*YOUR TASK*: Each of the lines from the one that contains "Objective — for every instance of the white" to the end of the entries below should be output exactly.

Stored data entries
-.-.-

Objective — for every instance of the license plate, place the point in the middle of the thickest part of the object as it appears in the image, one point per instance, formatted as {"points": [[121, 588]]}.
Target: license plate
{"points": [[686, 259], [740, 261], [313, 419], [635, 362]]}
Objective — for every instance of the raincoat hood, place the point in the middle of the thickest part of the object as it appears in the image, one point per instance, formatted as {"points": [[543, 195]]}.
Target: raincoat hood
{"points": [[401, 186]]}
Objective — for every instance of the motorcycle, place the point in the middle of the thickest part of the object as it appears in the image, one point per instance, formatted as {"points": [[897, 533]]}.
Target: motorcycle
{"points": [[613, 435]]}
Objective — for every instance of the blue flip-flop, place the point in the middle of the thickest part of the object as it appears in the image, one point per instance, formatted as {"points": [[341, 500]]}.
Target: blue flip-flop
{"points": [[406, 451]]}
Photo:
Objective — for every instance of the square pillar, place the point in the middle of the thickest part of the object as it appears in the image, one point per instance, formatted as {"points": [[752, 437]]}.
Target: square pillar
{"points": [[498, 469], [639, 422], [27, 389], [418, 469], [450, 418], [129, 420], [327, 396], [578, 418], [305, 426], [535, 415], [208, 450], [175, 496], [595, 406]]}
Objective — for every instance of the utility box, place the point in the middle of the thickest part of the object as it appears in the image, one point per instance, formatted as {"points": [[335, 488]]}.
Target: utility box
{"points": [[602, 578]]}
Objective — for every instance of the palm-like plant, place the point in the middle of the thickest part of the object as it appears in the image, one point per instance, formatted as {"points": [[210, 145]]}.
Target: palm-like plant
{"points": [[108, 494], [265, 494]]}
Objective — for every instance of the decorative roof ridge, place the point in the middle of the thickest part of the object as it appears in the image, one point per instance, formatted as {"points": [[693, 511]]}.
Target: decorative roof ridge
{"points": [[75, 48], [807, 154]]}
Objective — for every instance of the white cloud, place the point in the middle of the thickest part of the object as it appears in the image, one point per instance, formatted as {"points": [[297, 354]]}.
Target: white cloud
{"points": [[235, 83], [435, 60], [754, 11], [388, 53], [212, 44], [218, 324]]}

-.-.-

*ANSWER TO THE PROBLEM*:
Objective — for every instance of the white cloud, place the point in the middle of the thickest part of the object as it appears in the image, one point per instance, formatted as {"points": [[297, 354]]}.
Target: white cloud
{"points": [[235, 83], [435, 60], [754, 11], [388, 53], [212, 44], [218, 324]]}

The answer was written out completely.